■ Items:
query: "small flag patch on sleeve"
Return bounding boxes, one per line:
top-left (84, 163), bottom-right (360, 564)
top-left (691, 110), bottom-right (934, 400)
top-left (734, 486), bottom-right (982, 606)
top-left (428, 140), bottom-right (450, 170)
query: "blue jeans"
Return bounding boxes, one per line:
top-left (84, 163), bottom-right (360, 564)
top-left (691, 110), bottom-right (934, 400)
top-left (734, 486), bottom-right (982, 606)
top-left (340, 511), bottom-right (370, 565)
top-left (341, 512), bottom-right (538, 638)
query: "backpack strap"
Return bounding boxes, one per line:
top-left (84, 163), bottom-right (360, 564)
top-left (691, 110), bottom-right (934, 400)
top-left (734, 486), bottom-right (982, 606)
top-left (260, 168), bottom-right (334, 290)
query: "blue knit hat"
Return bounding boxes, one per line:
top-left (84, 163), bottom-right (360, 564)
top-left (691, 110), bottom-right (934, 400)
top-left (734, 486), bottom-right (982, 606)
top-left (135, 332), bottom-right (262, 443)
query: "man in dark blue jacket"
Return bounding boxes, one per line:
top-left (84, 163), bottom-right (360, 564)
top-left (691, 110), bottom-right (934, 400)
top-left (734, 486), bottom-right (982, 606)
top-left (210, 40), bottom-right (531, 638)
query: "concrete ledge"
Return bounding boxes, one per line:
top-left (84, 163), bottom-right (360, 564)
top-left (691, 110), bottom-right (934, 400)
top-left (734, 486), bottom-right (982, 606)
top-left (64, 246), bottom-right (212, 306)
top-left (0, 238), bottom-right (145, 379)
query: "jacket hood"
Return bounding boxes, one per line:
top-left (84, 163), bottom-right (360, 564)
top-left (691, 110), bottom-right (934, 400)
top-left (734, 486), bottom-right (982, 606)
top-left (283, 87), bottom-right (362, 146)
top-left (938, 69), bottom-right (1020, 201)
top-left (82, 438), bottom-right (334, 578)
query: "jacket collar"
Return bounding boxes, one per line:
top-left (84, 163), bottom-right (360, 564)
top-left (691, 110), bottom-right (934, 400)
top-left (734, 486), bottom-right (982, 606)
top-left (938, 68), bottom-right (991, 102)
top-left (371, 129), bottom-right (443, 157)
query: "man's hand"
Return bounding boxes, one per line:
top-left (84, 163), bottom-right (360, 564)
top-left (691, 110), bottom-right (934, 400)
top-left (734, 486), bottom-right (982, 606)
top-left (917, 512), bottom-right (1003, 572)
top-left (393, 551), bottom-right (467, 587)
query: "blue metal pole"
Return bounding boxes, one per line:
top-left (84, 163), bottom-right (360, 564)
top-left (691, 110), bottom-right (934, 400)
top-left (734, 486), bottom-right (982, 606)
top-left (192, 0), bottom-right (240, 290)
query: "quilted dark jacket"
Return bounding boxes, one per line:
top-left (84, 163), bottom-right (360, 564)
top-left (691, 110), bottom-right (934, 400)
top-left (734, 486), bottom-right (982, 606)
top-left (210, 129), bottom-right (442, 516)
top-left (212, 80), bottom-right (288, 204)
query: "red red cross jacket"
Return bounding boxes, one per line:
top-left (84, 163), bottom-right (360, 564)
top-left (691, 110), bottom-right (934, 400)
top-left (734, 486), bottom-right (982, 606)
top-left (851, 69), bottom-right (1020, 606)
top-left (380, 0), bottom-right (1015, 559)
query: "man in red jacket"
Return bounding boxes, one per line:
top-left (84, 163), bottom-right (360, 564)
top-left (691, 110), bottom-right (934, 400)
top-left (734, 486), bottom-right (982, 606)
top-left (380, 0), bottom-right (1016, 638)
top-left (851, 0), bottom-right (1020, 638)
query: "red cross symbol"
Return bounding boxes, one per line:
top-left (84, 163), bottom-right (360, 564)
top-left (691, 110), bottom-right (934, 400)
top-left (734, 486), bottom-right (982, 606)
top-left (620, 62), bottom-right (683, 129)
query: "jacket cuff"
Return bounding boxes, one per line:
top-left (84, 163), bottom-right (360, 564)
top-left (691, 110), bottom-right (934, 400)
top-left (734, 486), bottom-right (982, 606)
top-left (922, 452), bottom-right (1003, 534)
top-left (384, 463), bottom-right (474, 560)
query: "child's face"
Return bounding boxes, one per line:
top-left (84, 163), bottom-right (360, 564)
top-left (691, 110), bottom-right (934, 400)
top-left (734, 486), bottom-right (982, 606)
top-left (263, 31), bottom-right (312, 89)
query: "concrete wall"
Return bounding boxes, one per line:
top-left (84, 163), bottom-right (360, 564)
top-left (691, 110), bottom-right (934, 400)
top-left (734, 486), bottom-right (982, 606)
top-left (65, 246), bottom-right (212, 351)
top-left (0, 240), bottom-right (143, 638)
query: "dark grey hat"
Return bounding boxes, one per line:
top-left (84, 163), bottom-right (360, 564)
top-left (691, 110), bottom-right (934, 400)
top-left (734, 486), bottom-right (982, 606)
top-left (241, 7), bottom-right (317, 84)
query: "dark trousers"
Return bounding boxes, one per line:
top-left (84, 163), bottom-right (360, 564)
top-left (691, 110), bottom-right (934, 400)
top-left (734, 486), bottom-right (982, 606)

■ Exercise requirements: Extract every line from the items above that contains the word "dark", and copy each one in full.

■ Reply:
query: "man in dark blue jacket"
query: "quilted dark jacket"
query: "dark grey hat"
query: "dark trousers"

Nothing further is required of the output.